§ **Document segment**:
━━━━━━━━━━━━━━━━━━━━━━━━━━━━━━

From CNN's Anastasia Graham-Yooll in London

While the Russian forces have withdrawn from Snake Island in the Black Sea, it may be “too early” for Ukraine to establish an outpost there, said the spokesperson for the Ukrainian Military’s Southern Command, Natalia Humenyuk.

Humenyuk reported the island remains engulfed in heavy smoke as explosions continue. Although the Ukrainian military saw Russian troops evacuate using speedboats, Humenyuk said investigation needs to take place into possible “diversion tools left behind” before claiming back the island.

“Our forces haven’t landed on the island yet,” she added clarifying it is not clear if Russian troops withdrew completely. “We cannot state that they all withdrew. But we hope that they had enough sense to do that."

Humenyuk suggested the Russian military set anti-air missile systems and radar station on fire “to cover their tracks.”

━━━━━━━━━━━━━━━━━━━━━━━━━━━━━━

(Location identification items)

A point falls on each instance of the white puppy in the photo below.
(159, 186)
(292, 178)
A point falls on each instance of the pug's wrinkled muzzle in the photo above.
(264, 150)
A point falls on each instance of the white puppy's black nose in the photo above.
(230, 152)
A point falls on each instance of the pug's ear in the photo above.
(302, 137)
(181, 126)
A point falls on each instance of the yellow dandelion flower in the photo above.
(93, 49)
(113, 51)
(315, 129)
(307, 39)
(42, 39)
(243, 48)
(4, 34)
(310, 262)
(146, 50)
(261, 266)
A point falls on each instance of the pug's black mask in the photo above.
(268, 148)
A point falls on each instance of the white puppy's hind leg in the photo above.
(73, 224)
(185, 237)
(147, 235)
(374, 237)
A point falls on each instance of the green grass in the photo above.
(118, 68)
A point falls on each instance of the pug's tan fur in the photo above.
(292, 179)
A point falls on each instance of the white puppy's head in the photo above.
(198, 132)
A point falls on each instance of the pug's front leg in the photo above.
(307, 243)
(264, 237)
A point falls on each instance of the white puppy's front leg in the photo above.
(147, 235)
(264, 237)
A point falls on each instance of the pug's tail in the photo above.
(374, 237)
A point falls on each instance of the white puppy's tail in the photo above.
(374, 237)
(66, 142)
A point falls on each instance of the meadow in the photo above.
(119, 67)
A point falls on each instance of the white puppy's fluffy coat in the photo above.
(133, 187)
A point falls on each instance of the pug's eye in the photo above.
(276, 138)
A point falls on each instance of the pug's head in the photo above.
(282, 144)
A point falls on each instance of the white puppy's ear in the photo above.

━━━━━━━━━━━━━━━━━━━━━━━━━━━━━━

§ **Exercise instructions**:
- a) Summarize the report on Snake Island in two sentences.
- b) Transcribe the rows between the line holding "A point falls on each instance of the pug's front" and the final line of the rows, inclusive.

§ **Answers provided**:
- a) Natalia Humenyuk, spokesperson for the Ukrainian Military's Southern Command, said that although Russian forces have withdrawn from Snake Island in the Black Sea, it may be too early for Ukraine to establish an outpost there, since possible diversion tools left behind must be investigated and it is unclear whether all Russian troops left. She reported that the island remains engulfed in heavy smoke as explosions continue, said Ukrainian forces have not yet landed, and suggested the Russian military set anti-air missile systems and a radar station on fire to cover their tracks.

- b)
A point falls on each instance of the pug's front leg in the photo above.
(307, 243)
(264, 237)
A point falls on each instance of the white puppy's front leg in the photo above.
(147, 235)
(264, 237)
A point falls on each instance of the pug's tail in the photo above.
(374, 237)
A point falls on each instance of the white puppy's tail in the photo above.
(374, 237)
(66, 142)
A point falls on each instance of the meadow in the photo above.
(119, 67)
A point falls on each instance of the white puppy's fluffy coat in the photo above.
(133, 187)
A point falls on each instance of the pug's eye in the photo above.
(276, 138)
A point falls on each instance of the pug's head in the photo above.
(282, 144)
A point falls on each instance of the white puppy's ear in the photo above.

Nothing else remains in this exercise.